--- Excerpted passage ---

The British are often stereotyped as being stoic and reserved, the kind of people who respond to poor customer service with a sternly worded letter and consider the response “it’s fine” to be a withering insult. In celebration of British wit and understatement, join us as we discuss what we believe to be the 10 most British sentences ever uttered.
10. The Quote: “Get up George, you’re embarrassing me.”
The context: Prime Minister Margaret Thatcher to her bodyguard, immediately after being shot at by the SAS.
The story: Margaret Thatcher is a polarizing topic over in Blighty, and in some places the mere mention of her name can kill the atmosphere in a room and replace it with a whirlwind of flailing snakes, or so we’ve heard. That said, she is begrudgingly admired for her unflappable demeanor, which earned her the incredibly badass nickname the Iron Lady.
Perhaps the single greatest example of Thatcher’s sheer inability to be phased by even the most extreme situation is the time she was involved in an SAS training exercise involving live ammo. The story goes that during her tenure as Prime Minister, Thatcher was meeting with the SAS, who invited her to take part in a hostage rescue scenario using actual bullets, a common courtesy they extend to all high profile guests to show off their skill. Thatcher gladly accepted and sat in a darkened room in the Killing House (the impossibly sweet nickname given to the SAS’s secret training building) along with her bodyguard.
A few minutes later three highly training SAS operatives kicked down the door, threw in a flashbang grenade, and then fired several rounds into the targets flanking Thatcher, who was reportedly sitting calmly at a table with her purse. The moment the SAS started firing, Thatcher’s bodyguard, showing how clearly he sucked at his job, dove under the table, prompting Thatcher to utter the above quote in a testicle shrinkingly patronizing tone of voice.
9. The Quote: “Chatfield, there seems to be something wrong with our bloody ships today.”
The context: Admiral David Beatty, shortly after two of the ships under his command exploded in front of him!
The story: Admiral Beatty was a highly decorated British (duh) naval figure who rose from the rank of cadet to SEA LORD! The literal highest post possible in the British Royal Navy. Beatty earned countless commendations throughout his career and personally accepted the surrender of Germany’s navy at the end of World War I. He is, however, best remembered for being completely nonplussed about two of his ships exploding.

---

Can you copy, word for word, the part of the article on the most British sentences that begins with the words containing "The story: Margaret" and ends with "the Iron Lady."?

--- Raw records ---

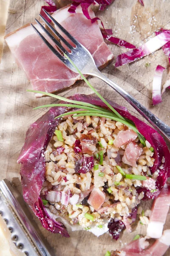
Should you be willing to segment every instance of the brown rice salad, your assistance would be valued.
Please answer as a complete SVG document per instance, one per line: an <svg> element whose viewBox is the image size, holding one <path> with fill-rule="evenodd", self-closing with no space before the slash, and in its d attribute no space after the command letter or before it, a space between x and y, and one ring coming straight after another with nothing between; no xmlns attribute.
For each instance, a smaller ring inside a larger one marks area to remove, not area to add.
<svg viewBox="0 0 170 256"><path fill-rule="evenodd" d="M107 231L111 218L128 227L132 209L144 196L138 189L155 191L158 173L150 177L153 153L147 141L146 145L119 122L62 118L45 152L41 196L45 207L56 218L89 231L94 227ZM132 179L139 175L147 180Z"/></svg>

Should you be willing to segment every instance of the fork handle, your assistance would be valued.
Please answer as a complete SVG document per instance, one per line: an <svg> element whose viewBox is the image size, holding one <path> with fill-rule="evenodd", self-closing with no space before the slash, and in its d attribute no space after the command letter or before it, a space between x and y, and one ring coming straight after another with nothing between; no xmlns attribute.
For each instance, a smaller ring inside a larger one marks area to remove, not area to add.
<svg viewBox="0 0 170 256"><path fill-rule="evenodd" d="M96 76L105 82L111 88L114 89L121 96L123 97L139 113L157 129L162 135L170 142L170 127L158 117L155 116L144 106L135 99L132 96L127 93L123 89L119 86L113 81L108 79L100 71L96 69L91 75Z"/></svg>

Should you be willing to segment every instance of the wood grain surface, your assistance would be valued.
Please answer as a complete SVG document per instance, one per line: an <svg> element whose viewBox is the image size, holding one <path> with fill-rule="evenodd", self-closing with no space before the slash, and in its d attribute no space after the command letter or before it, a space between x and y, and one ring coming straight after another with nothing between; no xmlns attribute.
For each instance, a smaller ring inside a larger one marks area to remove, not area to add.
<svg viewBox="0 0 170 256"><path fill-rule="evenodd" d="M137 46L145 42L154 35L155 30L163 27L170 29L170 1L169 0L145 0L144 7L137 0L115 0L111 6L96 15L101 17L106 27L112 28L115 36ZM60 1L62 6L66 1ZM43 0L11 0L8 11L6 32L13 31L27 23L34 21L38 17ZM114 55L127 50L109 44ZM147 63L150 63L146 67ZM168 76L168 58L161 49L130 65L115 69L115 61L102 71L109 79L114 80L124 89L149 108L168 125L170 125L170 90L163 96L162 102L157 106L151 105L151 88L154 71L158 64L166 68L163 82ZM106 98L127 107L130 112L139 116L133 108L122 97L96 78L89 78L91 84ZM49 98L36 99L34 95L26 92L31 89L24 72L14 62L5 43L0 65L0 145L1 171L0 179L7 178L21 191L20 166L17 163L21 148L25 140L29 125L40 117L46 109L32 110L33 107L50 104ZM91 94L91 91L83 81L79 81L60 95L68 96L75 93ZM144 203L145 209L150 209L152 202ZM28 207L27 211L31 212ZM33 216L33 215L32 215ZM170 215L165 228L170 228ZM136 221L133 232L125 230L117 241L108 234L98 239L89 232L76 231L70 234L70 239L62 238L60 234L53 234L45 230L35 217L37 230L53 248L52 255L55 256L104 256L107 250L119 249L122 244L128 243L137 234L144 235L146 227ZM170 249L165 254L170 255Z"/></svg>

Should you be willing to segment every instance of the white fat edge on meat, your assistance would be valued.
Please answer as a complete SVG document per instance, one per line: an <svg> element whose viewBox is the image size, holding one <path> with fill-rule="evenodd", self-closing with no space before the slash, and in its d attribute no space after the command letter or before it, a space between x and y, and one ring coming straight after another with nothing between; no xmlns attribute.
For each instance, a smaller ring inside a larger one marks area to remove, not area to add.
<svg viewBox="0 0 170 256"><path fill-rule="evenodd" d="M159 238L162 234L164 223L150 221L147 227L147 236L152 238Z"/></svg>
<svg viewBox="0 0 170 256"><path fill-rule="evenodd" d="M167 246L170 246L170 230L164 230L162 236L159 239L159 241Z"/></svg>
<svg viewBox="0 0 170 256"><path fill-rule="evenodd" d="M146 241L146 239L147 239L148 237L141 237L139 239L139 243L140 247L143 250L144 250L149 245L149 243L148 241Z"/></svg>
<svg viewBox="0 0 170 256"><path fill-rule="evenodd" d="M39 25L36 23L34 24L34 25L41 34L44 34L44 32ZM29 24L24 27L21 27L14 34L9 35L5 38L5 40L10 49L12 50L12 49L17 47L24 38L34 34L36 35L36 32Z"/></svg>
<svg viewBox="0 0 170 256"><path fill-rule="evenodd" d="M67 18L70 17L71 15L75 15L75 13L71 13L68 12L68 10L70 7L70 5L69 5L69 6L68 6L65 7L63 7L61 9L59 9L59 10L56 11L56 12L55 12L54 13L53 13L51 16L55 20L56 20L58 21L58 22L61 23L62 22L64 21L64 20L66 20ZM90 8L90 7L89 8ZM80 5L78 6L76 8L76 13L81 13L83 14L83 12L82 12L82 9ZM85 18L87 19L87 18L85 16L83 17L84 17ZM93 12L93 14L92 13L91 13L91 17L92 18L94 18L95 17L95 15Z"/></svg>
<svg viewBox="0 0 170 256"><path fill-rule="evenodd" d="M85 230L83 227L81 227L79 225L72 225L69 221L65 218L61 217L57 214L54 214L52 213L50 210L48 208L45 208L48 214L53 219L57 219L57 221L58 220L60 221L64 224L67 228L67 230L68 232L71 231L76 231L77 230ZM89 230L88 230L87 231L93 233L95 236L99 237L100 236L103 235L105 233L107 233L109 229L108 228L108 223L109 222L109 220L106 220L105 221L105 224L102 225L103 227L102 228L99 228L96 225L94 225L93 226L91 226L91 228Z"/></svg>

---

Solved exercise
The story: Margaret Thatcher is a polarizing topic over in Blighty, and in some places the mere mention of her name can kill the atmosphere in a room and replace it with a whirlwind of flailing snakes, or so we’ve heard. That said, she is begrudgingly admired for her unflappable demeanor, which earned her the incredibly badass nickname the Iron Lady.